## TRAVAIL À FAIRE:
[1] Dites si chaque affirmation concorde avec le texte sur König et le papier, par oui ou non, en citant mot pour mot le passage décisif : (a) chez Hort, les deux tiers des créations sont axées sur le papier ; (b) selon König, l'ordinateur favorise le partage et la socialisation ; (c) König juge le choix du papier moins important que celui des couleurs.
[2] D'après le texte sur König et le papier, qu'est-ce que König demande à ses dessinateurs ?
[3] Prolongez le texte sur König et le papier à partir de sa dernière phrase.

## EXTRAIT DU DOCUMENT:
○ ○ ○ ○
La démarche artistique de König est basée sur l’expérimentation. Son approche est plus analogique que numérique : sa relation au dessin est physique. Il est plus inspiré lorsqu’il est plongé dans l’action. « Ma forme de méditation préférée, c’est me rendre dans l’atelier et m’amuser avec de l’encre et du papier », dit-il. « Pour moi, imprimer une affiche à la main équivaut à une séance de yoga. » Chez Hort, les deux tiers des créations sont axées sur le papier, d’une manière ou d’une autre, qu’il soit utilisé comme surface, support, source d’inspiration ou métaphore visuelle.
Les principaux clients de Hort sont des marques internationales cherchant à innover leur stratégie de communication. Ils font confiance à l’approche non conventionnelle utilisée par König pour répondre à leurs attentes et sont prêts à prendre des risques avec lui. Une chose est sûre : les créations de Hort, qu’il s’agisse d’affiches, de vidéos, de livres, de brochures ou d’installations interactives seront inattendues, intelligentes et contemporaines. « Ce que je demande à mes dessinateurs : me surprendre ! », dit König. « C’est ce qui donne envie de travailler tous les matins. J’ai hâte de voir leurs propositions en termes de nouvelles idées. »
Véronique Vienne
Véronique Vienne:
Peut-on encore créer des dessins surprenants avec du papier ?
EK:
Contrairement à l’ordinateur, qui favorise l’isolement, le papier est propice à l’expérimentation, au partage et à la socialisation. Lorsqu’on esquisse des idées ou lorsqu’on crée un modèle ou un prototype sur du papier ou du carton, les gens s’arrêtent pour voir ce qu’on fait. Ils vous donnent des conseils, apportent des commentaires, posent des questions, et les nouvelles idées fusent de tous côtés.
Le travail sur papier nécessite de réaliser de nombreux essais pour obtenir le résultat souhaité, et c’est une bonne chose. Le papier n’est pas facile à contrôler, et c’est ce qui le rend passionnant. Les accidents peuvent être fructueux. Ils font partie du processus de création. Chez Hort, mon équipe et moi discutons beaucoup avant de trouver le papier idéal pour chaque projet. Le choix du papier est aussi important que le choix des caractères ou des couleurs. Inutile de dire que les jeunes ont une relation différente au papier. Pour moi, il fait partie de l’action, pour eux, c’est une décision secondaire. Mais j’invite toute mon équipe à prendre conscience de son importance et à réfléchir aux moyens de l’intégrer non seulement dans le processus de création, mais également dans nos créations finales.
Mais les ordinateurs ne prennent-ils pas le relais à un moment ou un autre du processus ?
L’ordinateur est un outil fabuleux, mais il ne suffit pas de s’assoir, de dessiner, de régler son casque et de manipuler la souris. À certains moments, il faut ramener le monde matériel dans le processus. Ce qui me dérange, avec les ordinateurs, c’est le fait que les possibilités sont illimitées. Le travail n’est pas délimité. Il y manque la sensation physique. Avec le papier, je peux prendre du recul et avoir une vue d’ensemble.
○ ○ ○ ○
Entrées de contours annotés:
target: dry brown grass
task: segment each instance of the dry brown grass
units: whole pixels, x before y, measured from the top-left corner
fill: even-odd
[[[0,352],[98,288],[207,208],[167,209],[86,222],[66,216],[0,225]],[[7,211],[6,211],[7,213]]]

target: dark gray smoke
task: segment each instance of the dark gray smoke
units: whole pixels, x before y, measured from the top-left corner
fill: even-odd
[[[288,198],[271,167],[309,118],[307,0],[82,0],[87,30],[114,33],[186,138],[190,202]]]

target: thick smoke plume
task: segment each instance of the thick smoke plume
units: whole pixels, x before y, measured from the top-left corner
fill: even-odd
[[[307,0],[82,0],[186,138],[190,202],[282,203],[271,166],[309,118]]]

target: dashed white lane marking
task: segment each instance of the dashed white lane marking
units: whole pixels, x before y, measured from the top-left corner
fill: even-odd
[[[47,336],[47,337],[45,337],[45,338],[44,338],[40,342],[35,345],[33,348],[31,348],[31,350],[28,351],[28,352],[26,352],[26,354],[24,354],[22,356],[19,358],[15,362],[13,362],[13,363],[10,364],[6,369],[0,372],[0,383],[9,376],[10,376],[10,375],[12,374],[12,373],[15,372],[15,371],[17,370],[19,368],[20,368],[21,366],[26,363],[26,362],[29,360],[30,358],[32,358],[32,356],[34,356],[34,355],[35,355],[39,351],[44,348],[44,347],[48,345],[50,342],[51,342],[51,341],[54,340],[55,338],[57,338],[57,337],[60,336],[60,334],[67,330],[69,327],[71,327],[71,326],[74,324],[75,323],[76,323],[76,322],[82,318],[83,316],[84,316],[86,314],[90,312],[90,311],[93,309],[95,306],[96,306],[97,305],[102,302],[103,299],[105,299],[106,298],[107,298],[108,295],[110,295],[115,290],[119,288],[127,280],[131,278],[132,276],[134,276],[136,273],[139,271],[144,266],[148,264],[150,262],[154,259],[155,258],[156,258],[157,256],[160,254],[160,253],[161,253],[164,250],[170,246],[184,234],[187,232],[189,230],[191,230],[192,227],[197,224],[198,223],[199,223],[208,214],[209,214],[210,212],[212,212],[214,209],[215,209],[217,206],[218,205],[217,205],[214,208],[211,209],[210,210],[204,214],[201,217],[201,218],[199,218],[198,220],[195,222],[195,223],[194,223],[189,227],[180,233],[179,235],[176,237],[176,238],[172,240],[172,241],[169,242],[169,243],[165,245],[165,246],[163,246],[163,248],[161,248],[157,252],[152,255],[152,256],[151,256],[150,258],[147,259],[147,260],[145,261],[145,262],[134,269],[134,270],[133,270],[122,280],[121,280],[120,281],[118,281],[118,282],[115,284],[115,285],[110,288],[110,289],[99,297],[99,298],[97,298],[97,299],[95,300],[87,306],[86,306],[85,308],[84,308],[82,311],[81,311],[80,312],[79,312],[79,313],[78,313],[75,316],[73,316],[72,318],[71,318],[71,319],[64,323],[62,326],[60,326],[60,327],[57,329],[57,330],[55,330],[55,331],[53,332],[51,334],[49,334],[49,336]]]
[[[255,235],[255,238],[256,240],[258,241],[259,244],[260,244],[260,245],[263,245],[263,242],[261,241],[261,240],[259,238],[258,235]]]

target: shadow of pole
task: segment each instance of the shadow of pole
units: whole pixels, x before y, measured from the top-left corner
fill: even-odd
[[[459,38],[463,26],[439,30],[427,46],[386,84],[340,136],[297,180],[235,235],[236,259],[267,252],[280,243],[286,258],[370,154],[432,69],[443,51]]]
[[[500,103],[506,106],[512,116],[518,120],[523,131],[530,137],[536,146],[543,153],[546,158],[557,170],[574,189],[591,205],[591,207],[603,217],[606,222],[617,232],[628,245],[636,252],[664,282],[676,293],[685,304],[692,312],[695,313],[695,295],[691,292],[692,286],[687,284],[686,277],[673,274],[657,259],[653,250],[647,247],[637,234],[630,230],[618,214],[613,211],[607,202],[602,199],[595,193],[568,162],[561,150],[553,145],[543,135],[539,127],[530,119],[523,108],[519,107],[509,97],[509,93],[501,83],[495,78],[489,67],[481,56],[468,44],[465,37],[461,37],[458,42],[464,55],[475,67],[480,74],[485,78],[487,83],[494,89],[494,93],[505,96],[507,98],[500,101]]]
○ ○ ○ ○
## RÉPONSES PAR TÂCHE:
[1]
(a) Oui : « Chez Hort, les deux tiers des créations sont axées sur le papier ».
(b) Non : « Contrairement à l’ordinateur, qui favorise l’isolement, le papier est propice à l’expérimentation, au partage et à la socialisation. »
(c) Non : « Le choix du papier est aussi important que le choix des caractères ou des couleurs. »

[2] Il leur demande de le surprendre.

[3]
Vos créations ont une dimension tridimensionnelle, même lorsqu’elles sont simplement imprimées. Est-ce intentionnel ?
Je viens de la culture du collage, qui consiste à assembler, relier, encoller et découper différentes textures, dont la plupart sont importées d’anciens cadres de références. Tout ce travail m’inspire de nouvelles idées. Les gens du bureau font la même chose : ils utilisent des collages pour découvrir de nouvelles choses, soit par accident soit par une recherche délibérée. Parfois, j’utilise des collages numériques, en modifiant des fichiers scannés d’images recyclées.
Title - A very bad copy of a famous sculpture
Designer - Eike König
Date published - 2015
Comment avez-vous appris à intégrer le papier à votre travail ?
La première chose que j’ai dû apprendre, en tant que dessinateur, c’est la coordination entre mon cerveau et ma main, et entre ma main et le papier. Très vite, le seul moyen pour moi de visualiser mes pensées, c’était en m’asseyant devant une feuille de papier. J’ai eu de la chance, car j’ai débuté en créant des pochettes pour une maison de disques, des objets qu’on tient dans la main en écoutant de la musique.
Effectivement, je n’avais jamais vu les choses sous cet angle. Le contact tactile avec le papier était lié au plaisir de l’écoute ?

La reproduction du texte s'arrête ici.